> **What you need to do**: Copy the rows below word for word, starting at the line containing "I need to verify: does any bare" and ending at the line containing "[528,393,546,400]", with both of those lines included.

** start Material for the task **

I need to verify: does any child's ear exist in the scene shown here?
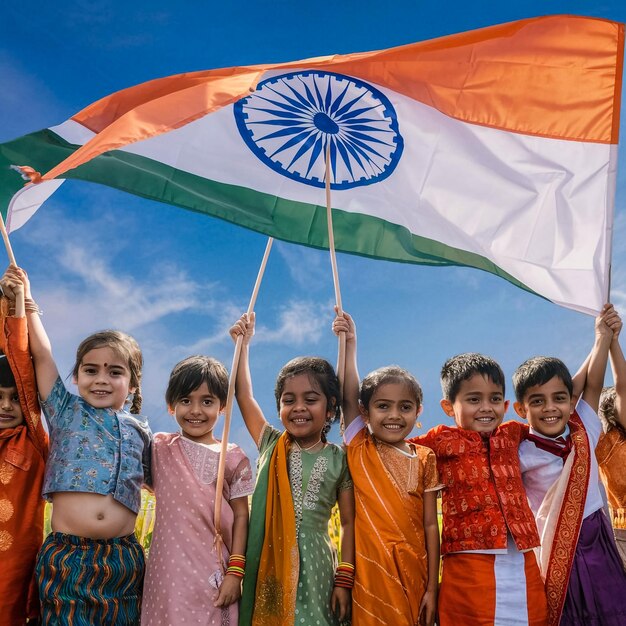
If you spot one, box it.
[513,402,527,419]
[439,398,454,417]
[359,400,370,424]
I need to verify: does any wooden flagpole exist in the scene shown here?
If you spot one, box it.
[214,237,274,566]
[0,212,17,266]
[326,143,346,410]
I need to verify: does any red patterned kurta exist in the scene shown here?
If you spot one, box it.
[411,421,539,555]
[0,308,48,626]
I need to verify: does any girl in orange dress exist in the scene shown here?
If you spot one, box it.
[596,324,626,567]
[333,312,441,626]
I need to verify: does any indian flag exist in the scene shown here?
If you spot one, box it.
[0,16,624,314]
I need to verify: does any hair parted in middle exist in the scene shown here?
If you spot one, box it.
[441,352,505,402]
[72,330,143,415]
[359,365,424,409]
[513,356,574,402]
[165,354,228,408]
[274,356,341,441]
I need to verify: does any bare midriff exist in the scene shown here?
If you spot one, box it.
[52,491,137,539]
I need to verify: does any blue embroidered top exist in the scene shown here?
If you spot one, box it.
[41,377,152,513]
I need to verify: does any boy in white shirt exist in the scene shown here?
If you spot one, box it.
[513,305,626,626]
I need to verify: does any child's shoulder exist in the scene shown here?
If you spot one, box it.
[226,442,248,461]
[322,441,346,458]
[496,420,528,442]
[152,433,180,447]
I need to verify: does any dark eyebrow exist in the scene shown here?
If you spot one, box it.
[528,393,546,400]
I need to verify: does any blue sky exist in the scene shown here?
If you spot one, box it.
[0,0,626,454]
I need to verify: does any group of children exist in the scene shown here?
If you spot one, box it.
[0,266,626,626]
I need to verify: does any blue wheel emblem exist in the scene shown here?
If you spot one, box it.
[234,70,404,189]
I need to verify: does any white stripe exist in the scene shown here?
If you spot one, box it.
[6,179,63,233]
[52,75,616,313]
[493,539,528,626]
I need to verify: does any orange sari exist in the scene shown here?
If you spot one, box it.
[347,428,439,626]
[252,432,300,626]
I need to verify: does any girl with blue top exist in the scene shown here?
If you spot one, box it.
[2,266,152,626]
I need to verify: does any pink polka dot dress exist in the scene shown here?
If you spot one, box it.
[141,433,254,626]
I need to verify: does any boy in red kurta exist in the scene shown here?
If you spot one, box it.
[0,292,48,626]
[411,354,547,626]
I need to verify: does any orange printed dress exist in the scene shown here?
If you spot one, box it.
[596,426,626,567]
[0,298,48,626]
[344,417,441,626]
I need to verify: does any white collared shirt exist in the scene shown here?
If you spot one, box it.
[519,398,604,517]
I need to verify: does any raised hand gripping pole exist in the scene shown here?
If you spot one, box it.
[214,237,274,568]
[326,138,346,414]
[0,212,17,266]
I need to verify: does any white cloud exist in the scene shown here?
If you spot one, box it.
[255,300,332,346]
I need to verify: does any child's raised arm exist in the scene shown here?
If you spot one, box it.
[419,491,440,626]
[213,496,248,607]
[229,313,267,445]
[609,314,626,430]
[2,265,59,400]
[582,304,622,412]
[330,488,355,622]
[333,307,359,427]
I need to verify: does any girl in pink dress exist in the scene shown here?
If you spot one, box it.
[141,356,254,626]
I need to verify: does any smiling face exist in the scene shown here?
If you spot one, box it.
[441,374,509,436]
[169,382,223,443]
[363,383,421,449]
[279,374,332,448]
[0,387,24,430]
[74,346,135,411]
[514,376,574,437]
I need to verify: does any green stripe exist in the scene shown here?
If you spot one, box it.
[0,130,534,293]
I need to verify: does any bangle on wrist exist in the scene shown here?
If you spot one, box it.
[335,561,354,589]
[226,554,246,578]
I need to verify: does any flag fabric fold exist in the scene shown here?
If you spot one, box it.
[0,16,624,314]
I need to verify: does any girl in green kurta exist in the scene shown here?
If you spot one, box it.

** end Material for the task **

> **Full output**:
I need to verify: does any bare midriff exist in the scene shown here?
If you spot one, box it.
[52,491,137,539]
I need to verify: does any blue embroidered top exist in the scene shown here?
If you spot one, box it.
[41,377,152,513]
I need to verify: does any boy in white shirt exist in the scene shown here?
If you spot one, box it.
[513,305,626,626]
I need to verify: does any child's shoulder exist in the scene shown here?
If you spot one, box it.
[226,442,248,461]
[322,441,346,458]
[496,420,528,442]
[152,433,180,447]
I need to verify: does any dark eyebrow exist in the scene shown here?
If you spot one, box it.
[528,393,546,400]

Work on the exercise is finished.